§ PROBLEM DESCRIPTION
Print the following data exactly as it appears, starting with the line containing "Pretty please, detect the red" and continuing through the line containing "[95,67,108,71]".

§ SUPPLIED MATERIAL
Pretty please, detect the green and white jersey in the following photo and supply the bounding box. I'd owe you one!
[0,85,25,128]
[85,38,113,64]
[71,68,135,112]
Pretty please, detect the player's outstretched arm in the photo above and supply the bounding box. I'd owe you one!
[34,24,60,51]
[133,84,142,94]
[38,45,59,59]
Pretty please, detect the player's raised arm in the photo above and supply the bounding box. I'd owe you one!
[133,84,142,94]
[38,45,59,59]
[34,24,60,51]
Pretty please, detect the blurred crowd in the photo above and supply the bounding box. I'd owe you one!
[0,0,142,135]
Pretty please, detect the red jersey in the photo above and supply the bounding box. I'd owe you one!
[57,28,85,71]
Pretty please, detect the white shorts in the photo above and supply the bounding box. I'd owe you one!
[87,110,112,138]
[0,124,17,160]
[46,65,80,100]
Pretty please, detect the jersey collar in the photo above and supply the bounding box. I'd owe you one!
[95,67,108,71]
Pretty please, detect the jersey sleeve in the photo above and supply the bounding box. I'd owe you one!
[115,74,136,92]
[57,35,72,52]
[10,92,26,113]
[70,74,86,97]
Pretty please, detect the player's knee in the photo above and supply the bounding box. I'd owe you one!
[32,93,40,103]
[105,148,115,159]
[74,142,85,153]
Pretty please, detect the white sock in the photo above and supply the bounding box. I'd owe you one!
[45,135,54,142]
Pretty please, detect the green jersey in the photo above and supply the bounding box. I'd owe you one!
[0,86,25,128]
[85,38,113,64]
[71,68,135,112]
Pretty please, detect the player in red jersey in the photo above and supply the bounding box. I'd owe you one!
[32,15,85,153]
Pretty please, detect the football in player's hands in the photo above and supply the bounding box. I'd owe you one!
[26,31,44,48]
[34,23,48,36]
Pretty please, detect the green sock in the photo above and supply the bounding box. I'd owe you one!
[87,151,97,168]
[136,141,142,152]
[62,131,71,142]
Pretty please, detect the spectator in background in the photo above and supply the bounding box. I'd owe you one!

§ RESULT OF THE TASK
Pretty please, detect the red jersey in the photo above and supply the bounding box. I'd owe you one!
[57,28,85,71]
Pretty please, detect the white shorts in the photo above and supply the bounding box. I'd owe you one!
[87,110,112,138]
[0,124,17,160]
[46,65,80,100]
Pretty please, detect the jersey collar in the photo above and supply the bounding box. I'd owe you one!
[95,67,108,71]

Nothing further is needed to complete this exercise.